# ***** Six (6) Capital Cities !!!!! *****



## Renzo__7 (Jul 21, 2004)

* I put together some pictures into these banners. I hope you like them !!!

***  all pictures come from Latinscrapers *


----------



## FutureSkyscraper (May 30, 2008)

Those would make some nice posters, really eye-catching


----------



## ØlandDK (May 29, 2005)

I like'em...good job:yes:


----------



## dhuwman (Oct 6, 2005)

Beautiful. Just beautiful


----------



## MDguy (Dec 16, 2006)

Great Job! They looks amazing kay:


----------



## Telfordboy (Feb 22, 2006)

They're good, but Sao Paulo isn't a capital


----------



## roberto0qs (Dec 4, 2006)

The pics in mexico city's banner are old! very old! but great job thank u!


----------



## renco (Dec 5, 2005)

Impressive banners :applause:


----------



## Dimension (Aug 18, 2007)

Brasilia is Brazil's capital city:nuts:


----------



## Mares de Morros_XXI (Dec 16, 2007)

^^ I'M IMPRESSED with your geographic intelligence, but São Paulo is the Capital of Sao Paulo state in Brazil.... But you're wright Brasília is the capital of brazil


----------

┄┄┄┄┄┄

GOAL 1:
Answer these questions from the forum thread, one per line:
(a) According to the first post, where do all the pictures come from?
(b) Which city does one reply say isn't a capital?
(c) In the last post, São Paulo is called the capital of what?

(Named-object pointing records)
┄┄┄┄┄┄

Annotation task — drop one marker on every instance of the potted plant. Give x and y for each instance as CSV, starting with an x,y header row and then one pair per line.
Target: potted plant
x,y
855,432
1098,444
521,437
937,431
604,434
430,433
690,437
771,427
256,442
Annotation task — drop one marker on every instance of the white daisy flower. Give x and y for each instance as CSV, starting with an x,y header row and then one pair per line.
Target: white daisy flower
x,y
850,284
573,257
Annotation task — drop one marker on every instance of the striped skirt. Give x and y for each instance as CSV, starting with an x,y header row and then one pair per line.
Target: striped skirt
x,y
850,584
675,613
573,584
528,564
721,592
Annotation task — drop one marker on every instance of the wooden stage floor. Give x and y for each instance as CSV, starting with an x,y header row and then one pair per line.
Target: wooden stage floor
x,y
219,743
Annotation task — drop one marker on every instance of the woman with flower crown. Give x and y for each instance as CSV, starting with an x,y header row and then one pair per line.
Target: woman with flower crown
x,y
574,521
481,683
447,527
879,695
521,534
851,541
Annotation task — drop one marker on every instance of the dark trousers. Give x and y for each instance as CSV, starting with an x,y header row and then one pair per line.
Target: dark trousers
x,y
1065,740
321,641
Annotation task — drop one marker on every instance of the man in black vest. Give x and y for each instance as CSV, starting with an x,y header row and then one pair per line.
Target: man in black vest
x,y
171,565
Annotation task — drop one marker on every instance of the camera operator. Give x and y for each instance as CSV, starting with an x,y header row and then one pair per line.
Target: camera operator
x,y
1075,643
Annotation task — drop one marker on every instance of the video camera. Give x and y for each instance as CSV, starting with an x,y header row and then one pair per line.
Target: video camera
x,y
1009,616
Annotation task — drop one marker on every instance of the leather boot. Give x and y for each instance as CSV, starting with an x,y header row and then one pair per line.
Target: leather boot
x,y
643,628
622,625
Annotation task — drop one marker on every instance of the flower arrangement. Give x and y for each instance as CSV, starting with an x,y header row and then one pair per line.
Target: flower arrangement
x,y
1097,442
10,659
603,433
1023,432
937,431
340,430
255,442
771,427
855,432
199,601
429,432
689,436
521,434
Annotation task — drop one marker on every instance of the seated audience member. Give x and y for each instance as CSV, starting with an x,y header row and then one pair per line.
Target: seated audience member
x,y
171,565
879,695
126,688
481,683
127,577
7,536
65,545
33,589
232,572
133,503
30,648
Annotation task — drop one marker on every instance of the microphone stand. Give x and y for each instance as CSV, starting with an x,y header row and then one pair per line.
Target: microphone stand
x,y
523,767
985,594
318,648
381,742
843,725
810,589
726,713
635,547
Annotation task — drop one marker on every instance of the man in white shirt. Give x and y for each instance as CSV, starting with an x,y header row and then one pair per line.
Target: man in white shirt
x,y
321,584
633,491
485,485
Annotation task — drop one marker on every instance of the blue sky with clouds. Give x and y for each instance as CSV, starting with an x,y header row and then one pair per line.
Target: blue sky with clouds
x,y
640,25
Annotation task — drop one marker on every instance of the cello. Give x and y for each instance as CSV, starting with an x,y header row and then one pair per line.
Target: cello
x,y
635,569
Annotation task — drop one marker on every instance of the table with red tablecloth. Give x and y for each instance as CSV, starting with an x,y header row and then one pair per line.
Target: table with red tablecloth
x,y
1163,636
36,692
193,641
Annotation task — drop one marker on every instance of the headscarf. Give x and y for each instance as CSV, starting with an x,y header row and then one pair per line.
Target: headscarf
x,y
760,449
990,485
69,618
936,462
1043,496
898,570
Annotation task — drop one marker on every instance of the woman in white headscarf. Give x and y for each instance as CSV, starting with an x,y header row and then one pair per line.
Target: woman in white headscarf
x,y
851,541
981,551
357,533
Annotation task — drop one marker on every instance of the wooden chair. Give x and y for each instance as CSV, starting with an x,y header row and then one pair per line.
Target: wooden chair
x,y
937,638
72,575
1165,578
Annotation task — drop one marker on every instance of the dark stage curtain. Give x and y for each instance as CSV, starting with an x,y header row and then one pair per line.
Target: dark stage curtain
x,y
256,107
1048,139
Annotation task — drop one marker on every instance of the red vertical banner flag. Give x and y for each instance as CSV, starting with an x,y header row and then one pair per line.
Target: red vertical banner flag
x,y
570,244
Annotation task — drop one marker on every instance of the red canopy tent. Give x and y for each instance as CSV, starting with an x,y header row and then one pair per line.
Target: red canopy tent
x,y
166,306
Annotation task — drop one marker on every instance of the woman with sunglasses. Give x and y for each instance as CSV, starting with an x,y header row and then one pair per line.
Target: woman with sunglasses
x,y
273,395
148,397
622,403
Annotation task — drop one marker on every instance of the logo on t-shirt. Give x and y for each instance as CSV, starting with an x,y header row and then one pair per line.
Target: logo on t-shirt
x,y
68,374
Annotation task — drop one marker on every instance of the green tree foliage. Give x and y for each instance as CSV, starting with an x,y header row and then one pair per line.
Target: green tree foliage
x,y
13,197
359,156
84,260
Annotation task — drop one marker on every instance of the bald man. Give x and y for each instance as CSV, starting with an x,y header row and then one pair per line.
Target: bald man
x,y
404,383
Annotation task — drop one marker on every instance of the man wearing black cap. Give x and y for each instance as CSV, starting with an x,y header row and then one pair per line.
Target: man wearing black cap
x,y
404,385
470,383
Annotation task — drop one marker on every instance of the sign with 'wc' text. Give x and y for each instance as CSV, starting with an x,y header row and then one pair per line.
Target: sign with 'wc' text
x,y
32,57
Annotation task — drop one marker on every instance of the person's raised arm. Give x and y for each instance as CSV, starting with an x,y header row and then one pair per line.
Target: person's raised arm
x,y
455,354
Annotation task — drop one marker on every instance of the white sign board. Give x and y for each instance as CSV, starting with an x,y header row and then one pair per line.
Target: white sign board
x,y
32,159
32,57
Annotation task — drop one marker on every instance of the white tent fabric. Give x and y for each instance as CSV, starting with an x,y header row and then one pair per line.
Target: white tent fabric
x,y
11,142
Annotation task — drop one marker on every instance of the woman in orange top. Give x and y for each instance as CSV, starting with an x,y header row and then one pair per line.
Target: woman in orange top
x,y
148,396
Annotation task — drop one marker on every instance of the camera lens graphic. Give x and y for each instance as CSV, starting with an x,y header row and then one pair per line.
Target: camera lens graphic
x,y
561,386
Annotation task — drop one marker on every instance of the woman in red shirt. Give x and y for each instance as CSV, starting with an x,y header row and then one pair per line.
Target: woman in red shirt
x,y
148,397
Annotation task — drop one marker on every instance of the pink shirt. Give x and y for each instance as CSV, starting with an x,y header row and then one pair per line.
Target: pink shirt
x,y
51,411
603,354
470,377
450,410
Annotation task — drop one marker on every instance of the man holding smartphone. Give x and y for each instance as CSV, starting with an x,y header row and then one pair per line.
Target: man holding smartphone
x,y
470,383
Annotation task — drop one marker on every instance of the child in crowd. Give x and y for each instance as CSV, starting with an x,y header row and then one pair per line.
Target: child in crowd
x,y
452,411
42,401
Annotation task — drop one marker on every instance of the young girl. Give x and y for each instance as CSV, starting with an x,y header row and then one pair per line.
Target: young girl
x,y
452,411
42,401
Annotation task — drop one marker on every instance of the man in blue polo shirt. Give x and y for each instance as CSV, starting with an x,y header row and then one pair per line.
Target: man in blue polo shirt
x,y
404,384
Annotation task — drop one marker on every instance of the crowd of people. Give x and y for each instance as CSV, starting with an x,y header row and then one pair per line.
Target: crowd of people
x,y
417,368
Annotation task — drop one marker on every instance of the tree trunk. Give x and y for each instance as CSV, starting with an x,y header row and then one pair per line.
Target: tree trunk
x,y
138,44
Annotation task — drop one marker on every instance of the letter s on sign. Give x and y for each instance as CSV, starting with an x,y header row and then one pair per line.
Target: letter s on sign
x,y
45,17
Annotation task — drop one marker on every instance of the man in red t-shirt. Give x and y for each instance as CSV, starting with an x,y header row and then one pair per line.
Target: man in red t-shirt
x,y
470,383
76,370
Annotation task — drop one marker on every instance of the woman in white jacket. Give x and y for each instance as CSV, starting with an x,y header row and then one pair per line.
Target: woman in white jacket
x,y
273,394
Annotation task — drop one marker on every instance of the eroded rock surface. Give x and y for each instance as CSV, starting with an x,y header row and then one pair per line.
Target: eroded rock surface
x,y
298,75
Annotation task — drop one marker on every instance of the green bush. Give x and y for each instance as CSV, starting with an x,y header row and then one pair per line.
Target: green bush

┄┄┄┄┄┄

GOAL 2:
Count the lines of the records that contain the word "fabric". Give only the number.

COMPLETE OUTPUT 1:
(a) Latinscrapers
(b) Sao Paulo
(c) Sao Paulo state in Brazil

COMPLETE OUTPUT 2:
2